_WHAT IS BEING ASKED_.
This exercise needs all of the entries set down again, exactly as they read.

--- RECORDS SUPPLIED ---

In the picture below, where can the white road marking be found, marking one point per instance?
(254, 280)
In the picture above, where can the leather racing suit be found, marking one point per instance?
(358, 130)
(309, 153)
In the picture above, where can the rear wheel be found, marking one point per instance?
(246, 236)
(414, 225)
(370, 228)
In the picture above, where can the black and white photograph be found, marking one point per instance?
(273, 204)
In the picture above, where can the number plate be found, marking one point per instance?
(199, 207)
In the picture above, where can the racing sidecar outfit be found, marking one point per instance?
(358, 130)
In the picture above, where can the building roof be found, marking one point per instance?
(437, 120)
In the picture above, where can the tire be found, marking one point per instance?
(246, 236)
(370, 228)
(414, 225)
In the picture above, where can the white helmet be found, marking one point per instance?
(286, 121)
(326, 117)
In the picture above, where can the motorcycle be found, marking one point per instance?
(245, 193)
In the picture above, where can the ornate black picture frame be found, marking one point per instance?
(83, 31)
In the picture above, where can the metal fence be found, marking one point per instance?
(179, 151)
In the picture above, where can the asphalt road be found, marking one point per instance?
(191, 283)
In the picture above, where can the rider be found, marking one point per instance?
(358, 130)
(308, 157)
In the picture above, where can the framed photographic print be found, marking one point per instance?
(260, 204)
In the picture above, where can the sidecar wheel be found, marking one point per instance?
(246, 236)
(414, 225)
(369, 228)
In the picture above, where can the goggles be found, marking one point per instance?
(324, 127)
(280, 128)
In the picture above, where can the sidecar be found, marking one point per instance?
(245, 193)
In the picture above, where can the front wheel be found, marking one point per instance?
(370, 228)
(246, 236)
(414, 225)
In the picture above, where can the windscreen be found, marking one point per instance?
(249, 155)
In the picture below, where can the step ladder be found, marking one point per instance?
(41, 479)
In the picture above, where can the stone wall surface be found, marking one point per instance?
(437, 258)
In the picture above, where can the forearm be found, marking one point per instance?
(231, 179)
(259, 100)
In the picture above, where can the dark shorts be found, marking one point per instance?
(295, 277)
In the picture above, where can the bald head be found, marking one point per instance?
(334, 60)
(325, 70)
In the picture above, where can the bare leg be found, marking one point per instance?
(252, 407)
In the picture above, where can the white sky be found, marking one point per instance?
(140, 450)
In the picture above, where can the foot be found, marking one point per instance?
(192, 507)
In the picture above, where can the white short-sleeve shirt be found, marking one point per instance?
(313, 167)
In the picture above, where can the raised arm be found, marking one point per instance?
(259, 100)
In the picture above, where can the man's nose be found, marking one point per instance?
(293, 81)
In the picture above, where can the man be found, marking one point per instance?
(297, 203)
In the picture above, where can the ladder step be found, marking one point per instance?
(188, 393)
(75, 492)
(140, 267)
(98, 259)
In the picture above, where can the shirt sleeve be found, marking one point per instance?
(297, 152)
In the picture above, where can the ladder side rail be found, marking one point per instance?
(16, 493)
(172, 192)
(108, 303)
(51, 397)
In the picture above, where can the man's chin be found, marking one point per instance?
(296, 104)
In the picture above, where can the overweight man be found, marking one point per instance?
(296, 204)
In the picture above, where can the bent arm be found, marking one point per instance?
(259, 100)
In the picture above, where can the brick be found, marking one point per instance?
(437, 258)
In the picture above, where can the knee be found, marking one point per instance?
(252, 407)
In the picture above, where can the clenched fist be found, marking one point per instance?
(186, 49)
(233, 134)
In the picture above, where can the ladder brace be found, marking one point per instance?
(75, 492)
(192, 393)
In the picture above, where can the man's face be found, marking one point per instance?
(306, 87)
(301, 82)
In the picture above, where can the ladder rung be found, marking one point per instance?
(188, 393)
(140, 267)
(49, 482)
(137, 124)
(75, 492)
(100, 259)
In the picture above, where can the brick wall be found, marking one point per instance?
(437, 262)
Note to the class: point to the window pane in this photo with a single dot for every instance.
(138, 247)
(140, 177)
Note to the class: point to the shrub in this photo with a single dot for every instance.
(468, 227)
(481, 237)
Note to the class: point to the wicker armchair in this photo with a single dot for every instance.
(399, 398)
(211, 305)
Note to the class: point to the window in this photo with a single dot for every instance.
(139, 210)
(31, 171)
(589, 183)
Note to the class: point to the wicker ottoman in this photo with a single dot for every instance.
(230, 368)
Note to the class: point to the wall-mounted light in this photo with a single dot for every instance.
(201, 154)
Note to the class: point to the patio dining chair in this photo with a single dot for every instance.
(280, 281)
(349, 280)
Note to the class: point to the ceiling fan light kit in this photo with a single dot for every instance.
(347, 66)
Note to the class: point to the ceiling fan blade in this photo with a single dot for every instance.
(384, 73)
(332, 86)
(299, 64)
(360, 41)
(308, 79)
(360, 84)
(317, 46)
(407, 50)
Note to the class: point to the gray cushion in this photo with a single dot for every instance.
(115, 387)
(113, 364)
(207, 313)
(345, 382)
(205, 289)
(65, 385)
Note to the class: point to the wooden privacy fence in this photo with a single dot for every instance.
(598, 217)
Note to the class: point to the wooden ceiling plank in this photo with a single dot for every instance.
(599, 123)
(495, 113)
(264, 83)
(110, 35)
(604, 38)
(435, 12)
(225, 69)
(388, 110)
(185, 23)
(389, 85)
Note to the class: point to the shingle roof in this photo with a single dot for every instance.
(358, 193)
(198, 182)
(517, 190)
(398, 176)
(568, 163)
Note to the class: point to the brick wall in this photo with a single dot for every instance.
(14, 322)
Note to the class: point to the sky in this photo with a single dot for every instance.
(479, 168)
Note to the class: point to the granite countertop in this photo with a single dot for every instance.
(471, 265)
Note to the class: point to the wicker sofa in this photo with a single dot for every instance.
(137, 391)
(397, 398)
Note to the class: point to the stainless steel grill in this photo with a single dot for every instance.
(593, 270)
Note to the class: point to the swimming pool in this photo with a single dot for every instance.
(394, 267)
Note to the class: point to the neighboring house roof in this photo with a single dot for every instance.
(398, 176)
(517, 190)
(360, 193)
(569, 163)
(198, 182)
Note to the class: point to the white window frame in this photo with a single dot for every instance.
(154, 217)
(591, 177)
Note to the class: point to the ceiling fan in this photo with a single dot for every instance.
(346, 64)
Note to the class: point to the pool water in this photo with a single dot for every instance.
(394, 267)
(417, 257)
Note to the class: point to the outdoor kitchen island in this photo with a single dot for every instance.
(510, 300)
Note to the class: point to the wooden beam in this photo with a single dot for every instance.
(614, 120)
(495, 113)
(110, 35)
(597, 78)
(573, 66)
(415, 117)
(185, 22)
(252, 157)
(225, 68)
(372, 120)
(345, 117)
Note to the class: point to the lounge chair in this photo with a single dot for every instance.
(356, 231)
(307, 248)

---

_YOUR SOLUTION_.
In the picture below, where can the white road marking be found, marking one point per instance?
(254, 280)
In the picture above, where can the leather racing suit be found, marking one point per instance?
(358, 130)
(309, 153)
In the picture above, where can the rear wheel be found, marking one point per instance?
(246, 236)
(414, 225)
(370, 228)
In the picture above, where can the black and white photograph be found, marking one point per instance?
(273, 204)
In the picture above, where can the number plate be found, marking one point per instance?
(199, 207)
In the picture above, where can the racing sidecar outfit be found, marking one point per instance?
(358, 130)
In the picture above, where can the building roof be found, marking one point per instance?
(437, 120)
In the picture above, where can the tire be found, marking one point per instance?
(246, 236)
(370, 228)
(414, 225)
In the picture above, where can the white helmet be found, marking one point per instance?
(286, 121)
(326, 117)
In the picture above, where can the motorcycle be found, marking one point per instance?
(245, 193)
In the picture above, where can the ornate black picture frame be found, marking one point per instance?
(83, 31)
In the picture above, where can the metal fence be found, marking one point per instance?
(179, 151)
In the picture above, where can the asphalt road be found, marking one point per instance?
(191, 283)
In the picture above, where can the rider be found, marking one point per instance?
(358, 130)
(308, 157)
In the picture above, where can the framed photographic print be found, marking one point per instance?
(260, 204)
In the picture above, where can the sidecar wheel be found, marking one point per instance?
(246, 236)
(414, 225)
(369, 228)
In the picture above, where can the goggles be found, marking one point per instance?
(324, 127)
(280, 128)
In the picture above, where can the sidecar be found, marking one point per instance?
(245, 193)
In the picture above, where can the front wheel be found, marking one point per instance?
(370, 228)
(246, 236)
(414, 225)
In the picture above, where can the windscreen be found, marking one point per instance?
(249, 155)
In the picture below, where can the step ladder be found, marking one point per instance?
(41, 479)
In the picture above, where can the stone wall surface be found, marking one point per instance?
(437, 258)
In the picture above, where can the forearm be found, marking one point per instance?
(231, 179)
(259, 100)
In the picture above, where can the dark shorts be found, marking one point per instance?
(295, 277)
In the picture above, where can the bald head be found, marking one point per instance?
(334, 60)
(325, 70)
In the picture above, where can the bare leg be found, marking one point per instance?
(252, 407)
In the picture above, where can the white sky be found, marking one point per instance?
(140, 450)
In the picture above, where can the foot be found, marking one point per instance?
(192, 507)
In the picture above, where can the white short-sleeve shirt be found, marking one point per instance?
(313, 167)
In the picture above, where can the raised arm be found, marking one point per instance?
(259, 100)
In the picture above, where can the man's nose be found, marking one point per instance?
(293, 81)
In the picture above, where can the man be found, marking one point per instance?
(297, 203)
In the picture above, where can the ladder step be found, marking one point per instance?
(188, 393)
(75, 492)
(140, 267)
(98, 259)
In the picture above, where can the shirt sleeve be found, marking one point per instance?
(297, 152)
In the picture above, where can the ladder side rail be found, marking one point per instance?
(16, 493)
(172, 192)
(108, 303)
(51, 397)
In the picture above, where can the man's chin be found, marking one point per instance?
(296, 104)
In the picture above, where can the overweight man be found, marking one point per instance?
(296, 204)
In the picture above, where can the bent arm be found, marking one point per instance?
(259, 100)
In the picture above, where can the brick be found, marking one point per instance?
(437, 258)
In the picture above, where can the knee be found, marking one point per instance?
(252, 407)
In the picture above, where can the clenched fist be found, marking one point per instance?
(186, 49)
(233, 134)
In the picture above, where can the ladder brace be found, marking one point per instance?
(75, 492)
(192, 393)
In the picture above, where can the man's face be found, marking one point per instance?
(306, 87)
(301, 82)
In the picture above, where can the ladder rung be found, marking one point per instance?
(188, 393)
(140, 267)
(49, 482)
(137, 124)
(75, 492)
(100, 259)
In the picture above, where can the brick wall be found, marking one point per instance?
(437, 262)
Note to the class: point to the window pane in this photo with a single dot for every instance.
(138, 247)
(140, 177)
Note to the class: point to the shrub in this photo with a single dot for every instance.
(468, 227)
(481, 237)
Note to the class: point to the wicker armchair in this photo with a single dot for every instance.
(399, 398)
(211, 305)
Note to the class: point to the window in this photo with a single dot for every instance.
(139, 210)
(31, 171)
(589, 183)
Note to the class: point to the wicker ottoman in this photo with a single dot for every instance.
(230, 368)
Note to the class: point to the wall-mounted light in this photo with a single dot for every instance.
(201, 154)
Note to the class: point to the patio dining chair in this photo with a single dot for every instance.
(280, 281)
(349, 280)
Note to the class: point to the ceiling fan light kit in this photo with a single dot for every instance.
(347, 66)
Note to the class: point to the ceiling fan blade in this photo with a single dot for every instance.
(384, 73)
(332, 86)
(299, 64)
(360, 41)
(308, 79)
(360, 84)
(317, 46)
(407, 50)
Note to the class: point to the gray cushion in this photo with a single dot for every instance.
(115, 387)
(113, 364)
(207, 313)
(345, 382)
(205, 289)
(65, 385)
Note to the class: point to the wooden privacy fence in this photo with a single dot for every instance.
(598, 217)
Note to the class: point to the wooden ceiling plank in this photo with a single dot for every instance.
(599, 123)
(495, 113)
(264, 83)
(110, 35)
(604, 38)
(435, 12)
(225, 69)
(388, 110)
(185, 23)
(389, 85)
Note to the class: point to the shingle roof in this photo with a single dot for every instance.
(358, 193)
(198, 182)
(517, 190)
(398, 176)
(568, 163)
Note to the class: point to the brick wall in this photo with a single dot for every instance.
(14, 322)
Note to the class: point to the sky in this photo with a single dot for every instance.
(479, 168)
Note to the class: point to the granite countertop in this photo with a single dot for every instance.
(471, 265)
Note to the class: point to the wicker sofa in this photo with a single dot for every instance.
(137, 391)
(397, 398)
Note to the class: point to the stainless steel grill in this photo with a single dot for every instance.
(593, 270)
Note to the class: point to the swimming pool in this photo with a single dot for every instance.
(394, 267)
Note to the class: point to the neighboring house roof in this photo with a single dot for every instance.
(398, 176)
(517, 190)
(360, 193)
(569, 163)
(198, 182)
Note to the class: point to the white window frame in this photo with a single dot for every instance.
(154, 217)
(591, 177)
Note to the class: point to the ceiling fan in this photo with a single dot for every instance.
(346, 64)
Note to the class: point to the pool water in this photo with a single dot for every instance.
(394, 267)
(417, 257)
Note to the class: point to the outdoor kitchen island in this photo with a single dot for every instance.
(510, 300)
Note to the class: point to the wooden beam in this photo with a single dot for every instance.
(614, 120)
(495, 113)
(110, 35)
(597, 78)
(573, 66)
(415, 117)
(185, 22)
(252, 157)
(225, 68)
(372, 120)
(345, 117)
Note to the class: point to the lounge chair in this photo with a single dot for every instance.
(356, 231)
(307, 248)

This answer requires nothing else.